» **Consigne donnée 1**
D'après l'extrait sur Einstein, en quelle année et dans quelle université obtient-il sa première affectation universitaire ?
» **Consigne donnée 2**
Pour chaque affirmation, dites si elle s'accorde avec l'extrait sur Einstein, en citant tels quels les mots de l'extrait qui tranchent.
(a) La plupart des grands scientifiques de l'époque restèrent sceptiques face aux articles d'Einstein.
(b) Le rejet de ses théories venait de leur complexité mathématique.
(c) En 1911, Einstein occupe un poste à Berlin.
» **Consigne donnée 3**
Reprenez tel quel le passage de l'extrait sur Einstein qui va de « Toutefois, Einstein est » jusqu'à « physique à Berlin. ».

» **Extrait source**
Au printemps 1905, Einstein se rend compte que le cœur du problème ne réside pas dans la théorie de la matière, mais dans la théorie de la mesure. Il est donc amené à réviser les notions de mesure d’espace et de temps, cela le conduit à développer une théorie fondée sur deux postulats :
- Le principe de la relativité, stipulant que toutes les lois de la physique sont similaires dans tous les repères inertiels
- Le principe de l’invariance de la vitesse de la lumière, énonçant que cette vitesse dans le vide est une constante universelle.
Grâce à cette théorie, il est alors capable de donner une description logique et correcte des événements physiques dans des repères inertiels différents, sans devoir émettre pour autant des hypothèses particulières sur la nature de la matière ou du rayonnement, ou sur la façon dont ils interagissent.
Le quatrième article qu’Einstein publie en 1905 correspond en fait à un corollaire du précédent : il y expose la notion nouvelle d’équivalence entre masse et énergie, introduisant la célèbre formule E = mc2. Voir lois de conservation.
Les articles d’Einstein retiennent bien vite l’attention des grands scientifiques de l’époque, même si la plupart d’entre eux restèrent fort sceptiques. Le rejet global de ses théories n’est dû ni à leur complexité mathématique, ni à quelque obscurité technique, mais plutôt à l’approche même du sujet par Albert Einstein.
Adoptant, en effet, un point de vue très personnel sur la manière d’appréhender l’expérience et la théorie, celui-ci considère ainsi que l’expérience constitue la seule source de connaissance réelle, les théories scientifiques n’étant que des créations libres, produites par une intuition physique profonde. Il croit en outre que les prémisses sur lesquelles sont fondées les théories ne peuvent être reliées à l’expérimentation par la logique. Par conséquent, une théorie se montre valable à ses yeux si elle contient le strict minimum de postulats nécessaires à la justification d’une preuve physique. Cette rareté des postulats, caractéristique de toute l’œuvre d’Einstein, peut expliquer pourquoi ses collègues sont si réticents à admettre ses théories.
Toutefois, Einstein est quand même soutenu par d’éminents physiciens, à commencer par l’Allemand Max Planck. Acquérant rapidement une certaine reconnaissance au sein de la communauté scientifique, il participe à de nombreux congrès où il essaie de faire accepter la théorie de la relativité restreinte. Il se fait ainsi une place dans le monde universitaire germanophone, et obtient sa première affectation universitaire, en 1909, à l’université de Zurich. En 1911, il occupe un poste à l’université de Prague, avant de retourner l’année suivante à Zurich. En 1913, il accepte un poste de professeur de l’institut Kaiser-Wilhelm de physique à Berlin.

» **Entrées extraites**
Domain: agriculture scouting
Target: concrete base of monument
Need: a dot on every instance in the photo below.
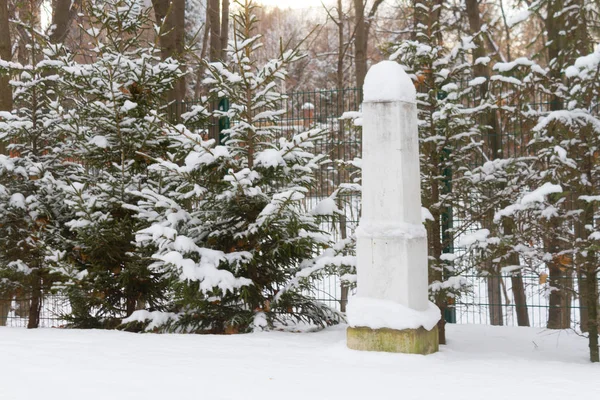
(409, 341)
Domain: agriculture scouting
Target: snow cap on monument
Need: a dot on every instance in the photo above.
(387, 81)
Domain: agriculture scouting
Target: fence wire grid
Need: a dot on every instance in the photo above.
(342, 143)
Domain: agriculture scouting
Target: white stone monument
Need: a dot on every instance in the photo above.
(391, 310)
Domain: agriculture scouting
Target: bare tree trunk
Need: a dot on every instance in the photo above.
(341, 48)
(559, 299)
(215, 30)
(224, 29)
(35, 306)
(360, 56)
(5, 54)
(200, 72)
(591, 281)
(170, 15)
(63, 13)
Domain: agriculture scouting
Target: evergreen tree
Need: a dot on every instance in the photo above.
(231, 225)
(117, 121)
(32, 210)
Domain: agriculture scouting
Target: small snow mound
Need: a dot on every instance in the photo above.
(377, 314)
(387, 81)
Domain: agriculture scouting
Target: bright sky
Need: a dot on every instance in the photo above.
(294, 3)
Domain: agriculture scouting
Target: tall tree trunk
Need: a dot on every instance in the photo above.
(344, 289)
(360, 56)
(63, 13)
(339, 76)
(170, 16)
(6, 55)
(559, 280)
(224, 29)
(205, 36)
(215, 30)
(35, 307)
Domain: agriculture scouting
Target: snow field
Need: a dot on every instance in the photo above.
(479, 362)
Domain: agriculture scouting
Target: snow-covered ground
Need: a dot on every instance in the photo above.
(480, 362)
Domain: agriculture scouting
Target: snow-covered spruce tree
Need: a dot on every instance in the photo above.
(449, 140)
(116, 112)
(233, 231)
(32, 210)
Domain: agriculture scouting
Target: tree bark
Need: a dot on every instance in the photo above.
(224, 29)
(6, 55)
(360, 45)
(215, 30)
(35, 307)
(63, 13)
(170, 15)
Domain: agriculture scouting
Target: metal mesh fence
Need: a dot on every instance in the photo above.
(342, 144)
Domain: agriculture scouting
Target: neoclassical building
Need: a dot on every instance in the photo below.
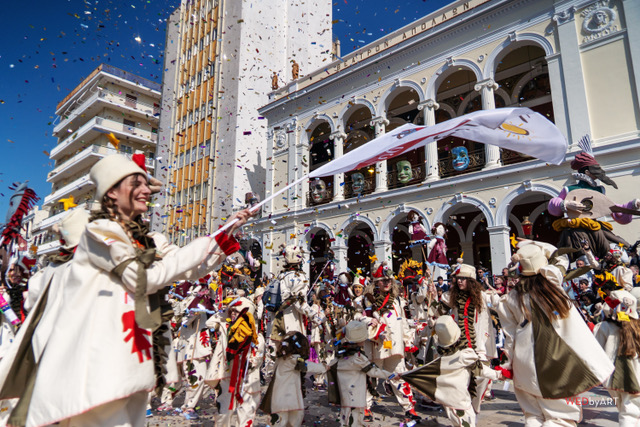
(575, 62)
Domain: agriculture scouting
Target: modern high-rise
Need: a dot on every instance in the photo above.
(108, 103)
(222, 59)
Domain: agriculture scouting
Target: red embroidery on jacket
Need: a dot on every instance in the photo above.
(204, 338)
(140, 343)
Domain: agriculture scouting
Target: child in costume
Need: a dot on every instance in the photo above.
(348, 375)
(619, 335)
(236, 363)
(550, 349)
(285, 395)
(449, 379)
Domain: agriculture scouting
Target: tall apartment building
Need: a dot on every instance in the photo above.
(108, 101)
(222, 60)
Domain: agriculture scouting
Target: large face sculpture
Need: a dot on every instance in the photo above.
(357, 180)
(318, 190)
(460, 158)
(405, 174)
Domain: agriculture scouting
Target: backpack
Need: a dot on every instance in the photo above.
(272, 299)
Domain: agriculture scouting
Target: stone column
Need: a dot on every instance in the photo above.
(340, 252)
(467, 249)
(572, 74)
(500, 247)
(338, 138)
(381, 167)
(383, 250)
(432, 172)
(486, 89)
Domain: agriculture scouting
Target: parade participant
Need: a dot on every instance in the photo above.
(235, 366)
(106, 348)
(194, 346)
(384, 314)
(44, 298)
(294, 287)
(619, 336)
(348, 375)
(448, 379)
(551, 351)
(468, 303)
(284, 398)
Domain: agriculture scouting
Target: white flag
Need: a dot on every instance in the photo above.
(517, 129)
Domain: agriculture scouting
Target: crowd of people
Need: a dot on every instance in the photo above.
(121, 316)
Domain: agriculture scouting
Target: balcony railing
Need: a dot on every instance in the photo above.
(476, 163)
(417, 176)
(105, 125)
(67, 189)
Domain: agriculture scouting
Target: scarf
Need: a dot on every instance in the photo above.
(466, 317)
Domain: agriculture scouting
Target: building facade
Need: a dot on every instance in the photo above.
(108, 101)
(222, 60)
(575, 62)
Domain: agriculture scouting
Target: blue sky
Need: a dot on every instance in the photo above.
(48, 47)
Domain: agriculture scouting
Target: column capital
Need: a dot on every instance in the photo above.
(337, 135)
(486, 84)
(565, 16)
(430, 104)
(379, 120)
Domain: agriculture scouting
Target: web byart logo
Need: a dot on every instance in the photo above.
(592, 401)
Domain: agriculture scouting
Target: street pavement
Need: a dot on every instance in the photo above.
(598, 410)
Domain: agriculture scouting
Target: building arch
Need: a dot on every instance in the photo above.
(448, 68)
(502, 213)
(382, 105)
(522, 39)
(393, 217)
(350, 223)
(464, 199)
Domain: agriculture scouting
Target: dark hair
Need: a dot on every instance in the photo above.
(294, 343)
(553, 302)
(475, 293)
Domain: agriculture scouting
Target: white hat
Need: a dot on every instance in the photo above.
(531, 259)
(72, 226)
(293, 254)
(111, 170)
(356, 331)
(628, 303)
(447, 331)
(465, 270)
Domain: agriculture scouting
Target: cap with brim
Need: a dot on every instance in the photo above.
(111, 170)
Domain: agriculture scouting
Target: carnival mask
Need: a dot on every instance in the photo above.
(405, 173)
(460, 158)
(357, 180)
(318, 190)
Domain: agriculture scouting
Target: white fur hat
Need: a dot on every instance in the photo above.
(447, 331)
(465, 270)
(72, 226)
(531, 259)
(356, 331)
(293, 254)
(628, 303)
(110, 170)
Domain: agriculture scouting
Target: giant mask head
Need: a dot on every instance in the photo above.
(460, 158)
(405, 174)
(357, 182)
(318, 190)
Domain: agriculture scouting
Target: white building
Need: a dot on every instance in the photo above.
(108, 101)
(577, 62)
(220, 61)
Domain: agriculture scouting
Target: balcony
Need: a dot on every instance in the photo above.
(98, 125)
(94, 104)
(85, 159)
(67, 189)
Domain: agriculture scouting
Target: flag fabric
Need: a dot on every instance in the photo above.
(517, 129)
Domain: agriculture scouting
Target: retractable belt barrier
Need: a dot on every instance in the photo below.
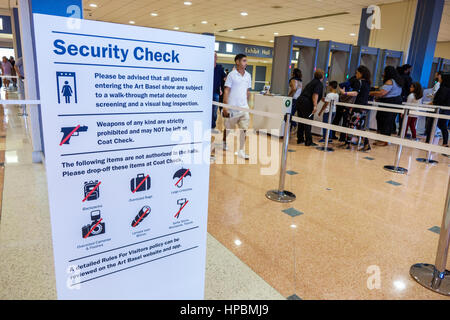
(404, 106)
(282, 195)
(31, 102)
(425, 105)
(434, 277)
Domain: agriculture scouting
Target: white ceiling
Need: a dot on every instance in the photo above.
(225, 15)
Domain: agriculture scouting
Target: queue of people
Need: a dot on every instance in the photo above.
(308, 100)
(398, 87)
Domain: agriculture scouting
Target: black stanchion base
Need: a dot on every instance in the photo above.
(395, 169)
(325, 149)
(280, 196)
(424, 160)
(428, 276)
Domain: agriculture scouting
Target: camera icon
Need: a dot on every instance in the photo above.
(95, 228)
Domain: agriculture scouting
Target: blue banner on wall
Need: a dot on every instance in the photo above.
(247, 49)
(62, 8)
(6, 25)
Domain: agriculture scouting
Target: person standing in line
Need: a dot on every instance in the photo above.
(307, 106)
(358, 118)
(219, 75)
(415, 97)
(18, 67)
(13, 71)
(390, 92)
(295, 89)
(437, 84)
(407, 81)
(332, 96)
(237, 94)
(6, 72)
(342, 112)
(436, 87)
(442, 98)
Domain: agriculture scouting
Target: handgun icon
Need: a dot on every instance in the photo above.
(70, 132)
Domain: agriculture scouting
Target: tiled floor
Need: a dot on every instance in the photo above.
(26, 254)
(354, 227)
(347, 231)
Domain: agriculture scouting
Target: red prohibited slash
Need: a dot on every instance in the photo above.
(143, 215)
(184, 205)
(93, 228)
(140, 184)
(184, 175)
(92, 191)
(69, 135)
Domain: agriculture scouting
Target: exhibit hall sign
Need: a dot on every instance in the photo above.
(126, 115)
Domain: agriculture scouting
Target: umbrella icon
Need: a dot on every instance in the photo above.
(180, 174)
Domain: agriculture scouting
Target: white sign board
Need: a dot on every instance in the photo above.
(124, 113)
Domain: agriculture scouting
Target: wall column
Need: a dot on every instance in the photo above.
(396, 25)
(424, 37)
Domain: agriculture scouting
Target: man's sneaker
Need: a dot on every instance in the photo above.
(242, 154)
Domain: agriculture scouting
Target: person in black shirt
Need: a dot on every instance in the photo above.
(442, 98)
(307, 106)
(342, 113)
(359, 117)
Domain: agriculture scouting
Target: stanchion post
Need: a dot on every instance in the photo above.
(396, 167)
(327, 138)
(282, 195)
(429, 159)
(436, 277)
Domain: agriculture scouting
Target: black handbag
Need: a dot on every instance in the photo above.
(137, 182)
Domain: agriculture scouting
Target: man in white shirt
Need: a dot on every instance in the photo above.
(236, 94)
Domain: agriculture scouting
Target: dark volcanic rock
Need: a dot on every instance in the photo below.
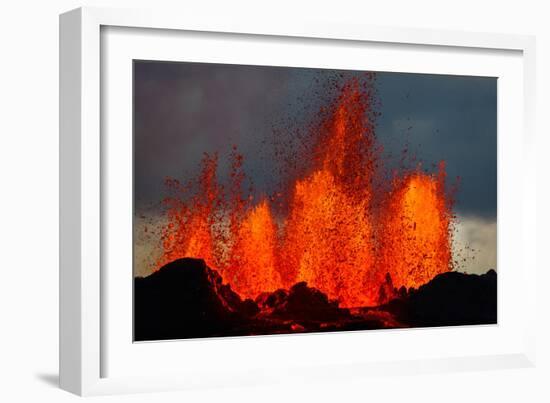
(450, 299)
(301, 303)
(186, 299)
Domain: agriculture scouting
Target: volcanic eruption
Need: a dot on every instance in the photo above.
(346, 225)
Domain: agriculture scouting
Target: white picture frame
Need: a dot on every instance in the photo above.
(83, 173)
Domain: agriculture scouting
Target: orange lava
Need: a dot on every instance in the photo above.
(339, 233)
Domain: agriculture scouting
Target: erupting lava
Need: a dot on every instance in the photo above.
(344, 230)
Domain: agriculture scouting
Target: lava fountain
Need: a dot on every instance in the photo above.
(346, 230)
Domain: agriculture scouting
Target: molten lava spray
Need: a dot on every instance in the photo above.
(341, 232)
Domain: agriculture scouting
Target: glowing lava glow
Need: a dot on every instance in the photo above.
(341, 231)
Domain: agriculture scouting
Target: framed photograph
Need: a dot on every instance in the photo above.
(244, 202)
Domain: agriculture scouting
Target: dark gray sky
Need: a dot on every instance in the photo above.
(184, 109)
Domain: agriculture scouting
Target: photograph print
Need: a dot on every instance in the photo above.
(281, 200)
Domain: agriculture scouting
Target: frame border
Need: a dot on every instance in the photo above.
(80, 307)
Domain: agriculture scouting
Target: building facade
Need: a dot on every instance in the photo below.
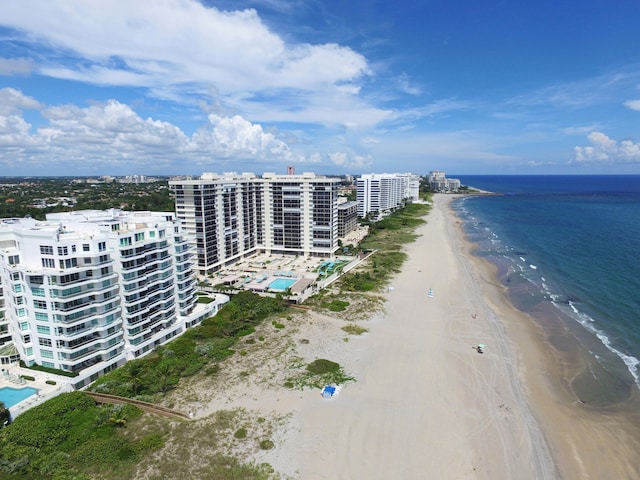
(233, 216)
(383, 193)
(86, 291)
(438, 182)
(347, 218)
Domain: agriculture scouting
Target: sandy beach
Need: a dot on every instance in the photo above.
(426, 404)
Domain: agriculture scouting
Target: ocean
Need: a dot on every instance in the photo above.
(568, 250)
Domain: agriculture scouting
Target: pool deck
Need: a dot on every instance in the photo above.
(10, 377)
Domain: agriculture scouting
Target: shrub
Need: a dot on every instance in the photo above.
(266, 444)
(322, 366)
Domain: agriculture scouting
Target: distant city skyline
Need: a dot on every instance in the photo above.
(182, 87)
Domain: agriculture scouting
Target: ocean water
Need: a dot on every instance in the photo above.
(568, 250)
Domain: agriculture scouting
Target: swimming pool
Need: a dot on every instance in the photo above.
(282, 283)
(11, 396)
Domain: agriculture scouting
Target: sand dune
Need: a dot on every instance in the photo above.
(426, 404)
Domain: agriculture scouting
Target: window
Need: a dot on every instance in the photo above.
(37, 292)
(40, 304)
(68, 263)
(48, 263)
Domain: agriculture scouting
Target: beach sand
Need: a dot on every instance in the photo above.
(426, 404)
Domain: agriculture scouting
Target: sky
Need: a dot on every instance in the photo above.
(181, 87)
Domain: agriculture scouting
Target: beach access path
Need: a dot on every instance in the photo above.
(426, 404)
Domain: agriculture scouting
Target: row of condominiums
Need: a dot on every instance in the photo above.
(85, 291)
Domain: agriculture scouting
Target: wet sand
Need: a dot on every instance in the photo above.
(426, 404)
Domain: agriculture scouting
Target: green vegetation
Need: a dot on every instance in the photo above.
(352, 329)
(387, 238)
(317, 374)
(149, 378)
(70, 436)
(266, 444)
(73, 438)
(38, 196)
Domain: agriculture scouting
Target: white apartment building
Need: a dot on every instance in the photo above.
(438, 182)
(85, 291)
(233, 216)
(380, 193)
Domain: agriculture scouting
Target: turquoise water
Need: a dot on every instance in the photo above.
(12, 396)
(567, 250)
(282, 283)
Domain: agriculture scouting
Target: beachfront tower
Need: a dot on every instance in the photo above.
(86, 291)
(234, 216)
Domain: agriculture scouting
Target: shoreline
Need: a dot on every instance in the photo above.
(424, 402)
(588, 441)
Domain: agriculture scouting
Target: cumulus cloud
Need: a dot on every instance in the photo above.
(350, 160)
(111, 136)
(607, 151)
(633, 104)
(179, 48)
(15, 66)
(13, 101)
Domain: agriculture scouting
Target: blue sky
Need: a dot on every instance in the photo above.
(178, 87)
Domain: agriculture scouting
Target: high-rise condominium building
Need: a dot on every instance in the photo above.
(85, 291)
(232, 216)
(380, 193)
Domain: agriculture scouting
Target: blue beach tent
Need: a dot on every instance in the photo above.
(328, 391)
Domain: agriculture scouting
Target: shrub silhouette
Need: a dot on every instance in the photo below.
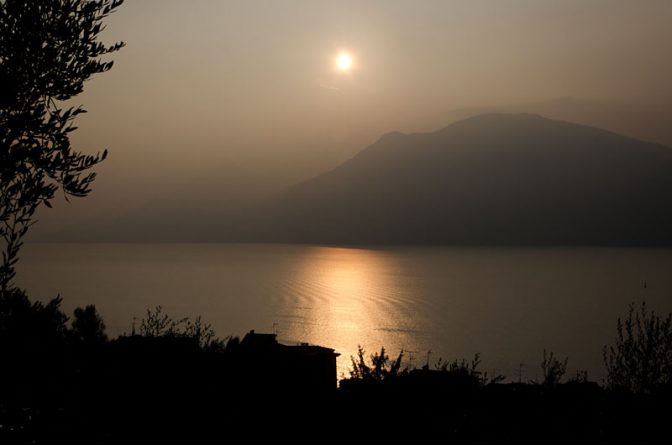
(381, 368)
(88, 326)
(553, 370)
(158, 324)
(641, 358)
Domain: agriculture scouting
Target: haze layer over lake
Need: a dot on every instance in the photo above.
(506, 303)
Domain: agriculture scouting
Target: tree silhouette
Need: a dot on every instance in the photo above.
(88, 326)
(48, 49)
(641, 358)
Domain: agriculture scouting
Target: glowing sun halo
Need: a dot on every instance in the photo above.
(344, 62)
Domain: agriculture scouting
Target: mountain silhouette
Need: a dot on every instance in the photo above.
(493, 179)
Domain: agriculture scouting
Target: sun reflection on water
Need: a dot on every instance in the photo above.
(342, 298)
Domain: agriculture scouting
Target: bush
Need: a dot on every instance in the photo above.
(641, 358)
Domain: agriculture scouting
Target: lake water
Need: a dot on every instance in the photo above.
(506, 303)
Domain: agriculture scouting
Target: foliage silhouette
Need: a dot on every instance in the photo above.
(553, 370)
(640, 359)
(158, 324)
(381, 368)
(88, 326)
(48, 49)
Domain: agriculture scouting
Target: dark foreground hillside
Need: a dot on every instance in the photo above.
(173, 382)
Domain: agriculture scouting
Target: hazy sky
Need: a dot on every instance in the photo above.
(210, 91)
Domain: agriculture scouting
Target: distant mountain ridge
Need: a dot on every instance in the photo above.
(493, 179)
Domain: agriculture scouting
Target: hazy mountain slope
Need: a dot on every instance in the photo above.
(490, 179)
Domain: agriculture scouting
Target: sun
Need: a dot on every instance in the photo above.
(344, 61)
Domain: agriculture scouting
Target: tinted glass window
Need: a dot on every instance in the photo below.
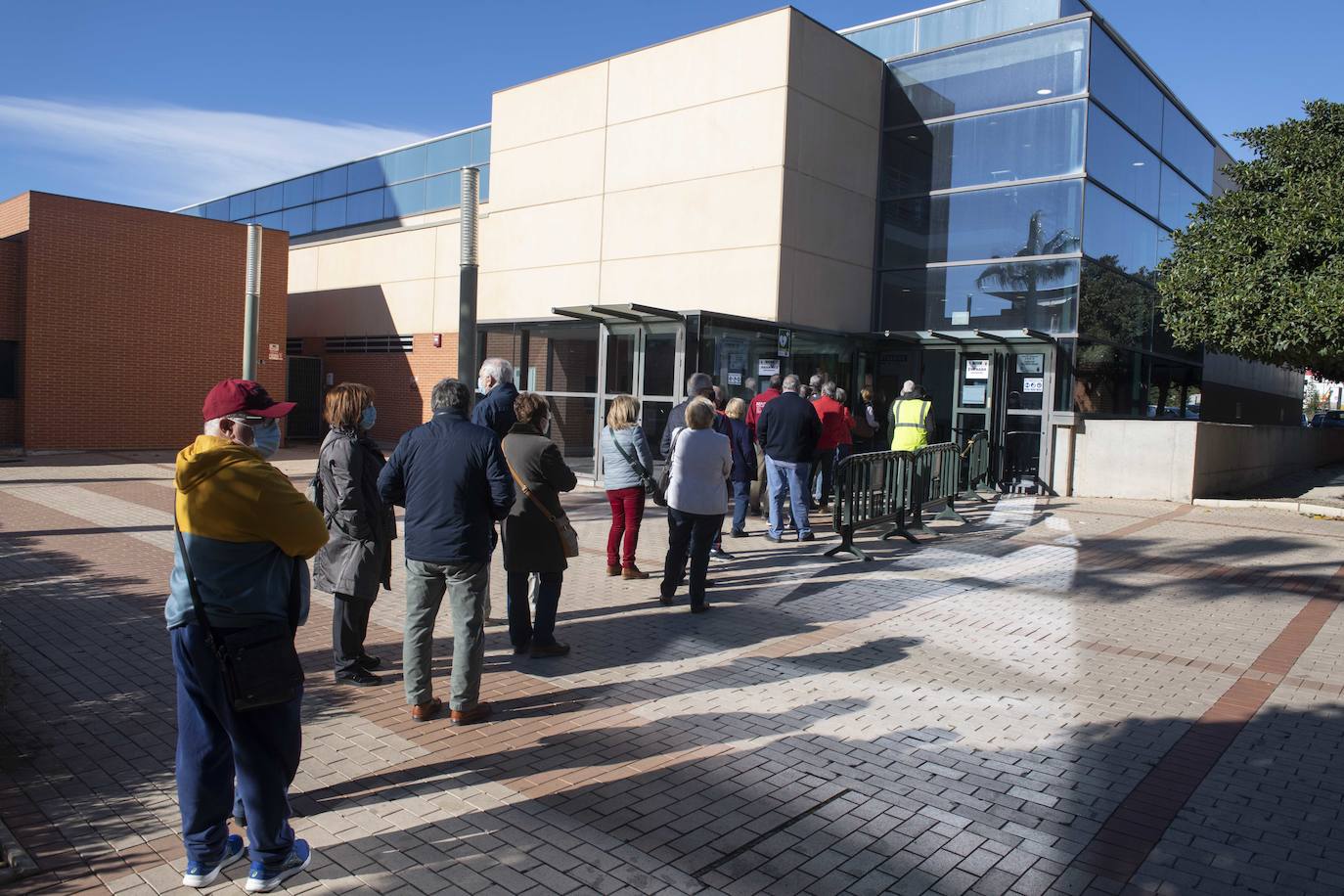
(1179, 199)
(1048, 62)
(330, 214)
(1117, 234)
(405, 199)
(894, 39)
(1125, 90)
(365, 207)
(365, 175)
(1008, 294)
(406, 164)
(985, 150)
(298, 220)
(331, 183)
(449, 154)
(1039, 219)
(1120, 161)
(270, 199)
(444, 191)
(298, 191)
(243, 205)
(1186, 148)
(981, 19)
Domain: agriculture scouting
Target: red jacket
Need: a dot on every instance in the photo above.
(833, 427)
(755, 406)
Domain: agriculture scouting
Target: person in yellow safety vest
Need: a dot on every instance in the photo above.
(910, 420)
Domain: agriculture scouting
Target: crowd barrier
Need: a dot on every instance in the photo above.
(895, 488)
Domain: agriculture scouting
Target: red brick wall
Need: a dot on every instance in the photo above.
(402, 381)
(130, 317)
(11, 330)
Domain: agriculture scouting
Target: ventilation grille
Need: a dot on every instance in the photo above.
(369, 344)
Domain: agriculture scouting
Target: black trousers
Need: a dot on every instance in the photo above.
(349, 625)
(690, 533)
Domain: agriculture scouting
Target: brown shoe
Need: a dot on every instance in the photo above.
(427, 709)
(470, 716)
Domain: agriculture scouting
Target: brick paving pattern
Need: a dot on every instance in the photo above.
(1064, 696)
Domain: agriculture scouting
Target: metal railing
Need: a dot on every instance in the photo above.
(897, 488)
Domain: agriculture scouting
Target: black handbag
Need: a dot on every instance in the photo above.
(650, 488)
(259, 664)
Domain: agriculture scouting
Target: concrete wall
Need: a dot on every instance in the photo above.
(1183, 460)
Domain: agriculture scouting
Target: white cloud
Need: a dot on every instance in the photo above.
(171, 156)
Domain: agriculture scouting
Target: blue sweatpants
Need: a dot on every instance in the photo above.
(215, 744)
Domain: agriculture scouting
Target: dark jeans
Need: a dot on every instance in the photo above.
(258, 747)
(689, 533)
(349, 626)
(740, 496)
(626, 514)
(520, 628)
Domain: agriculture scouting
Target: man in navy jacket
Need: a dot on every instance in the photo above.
(452, 478)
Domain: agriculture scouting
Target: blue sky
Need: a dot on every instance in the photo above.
(161, 104)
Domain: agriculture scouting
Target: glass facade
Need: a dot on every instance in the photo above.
(395, 184)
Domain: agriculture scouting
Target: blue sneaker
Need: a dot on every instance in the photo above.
(201, 874)
(262, 880)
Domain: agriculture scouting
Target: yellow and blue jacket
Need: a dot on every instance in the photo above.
(244, 522)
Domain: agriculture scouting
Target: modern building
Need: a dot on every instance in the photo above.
(115, 321)
(974, 197)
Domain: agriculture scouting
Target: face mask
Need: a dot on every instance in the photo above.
(266, 438)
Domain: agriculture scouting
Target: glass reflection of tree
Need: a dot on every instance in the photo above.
(1021, 280)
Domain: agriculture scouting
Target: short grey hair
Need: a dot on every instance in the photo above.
(696, 383)
(499, 368)
(450, 395)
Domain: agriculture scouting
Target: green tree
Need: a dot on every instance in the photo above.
(1260, 270)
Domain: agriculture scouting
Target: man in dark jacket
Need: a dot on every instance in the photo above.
(450, 477)
(495, 411)
(789, 430)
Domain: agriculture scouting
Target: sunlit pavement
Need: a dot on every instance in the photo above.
(1064, 696)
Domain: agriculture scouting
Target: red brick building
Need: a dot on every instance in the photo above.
(114, 321)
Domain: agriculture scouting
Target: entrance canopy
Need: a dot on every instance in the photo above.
(617, 313)
(969, 337)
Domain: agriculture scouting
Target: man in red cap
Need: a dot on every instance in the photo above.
(245, 535)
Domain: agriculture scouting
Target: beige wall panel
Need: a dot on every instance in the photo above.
(302, 270)
(734, 135)
(405, 306)
(531, 293)
(829, 146)
(829, 220)
(718, 212)
(834, 70)
(377, 259)
(542, 236)
(736, 60)
(826, 293)
(564, 104)
(742, 281)
(546, 172)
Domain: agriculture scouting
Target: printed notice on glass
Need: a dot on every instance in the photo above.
(1031, 363)
(973, 395)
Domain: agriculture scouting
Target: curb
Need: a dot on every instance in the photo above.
(1268, 504)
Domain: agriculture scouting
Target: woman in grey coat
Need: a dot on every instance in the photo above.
(358, 557)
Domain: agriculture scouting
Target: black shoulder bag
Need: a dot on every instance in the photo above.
(259, 662)
(650, 488)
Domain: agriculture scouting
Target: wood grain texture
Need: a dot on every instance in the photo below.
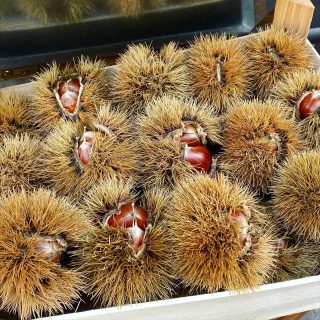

» **Solution complète 1**
En 1909, à l'université de Zurich.

» **Solution complète 2**
(a) Oui : « même si la plupart d’entre eux restèrent fort sceptiques ».
(b) Non : « Le rejet global de ses théories n’est dû ni à leur complexité mathématique ».
(c) Non : « En 1911, il occupe un poste à l’université de Prague ».

» **Solution complète 3**
Toutefois, Einstein est quand même soutenu par d’éminents physiciens, à commencer par l’Allemand Max Planck. Acquérant rapidement une certaine reconnaissance au sein de la communauté scientifique, il participe à de nombreux congrès où il essaie de faire accepter la théorie de la relativité restreinte. Il se fait ainsi une place dans le monde universitaire germanophone, et obtient sa première affectation universitaire, en 1909, à l’université de Zurich. En 1911, il occupe un poste à l’université de Prague, avant de retourner l’année suivante à Zurich. En 1913, il accepte un poste de professeur de l’institut Kaiser-Wilhelm de physique à Berlin.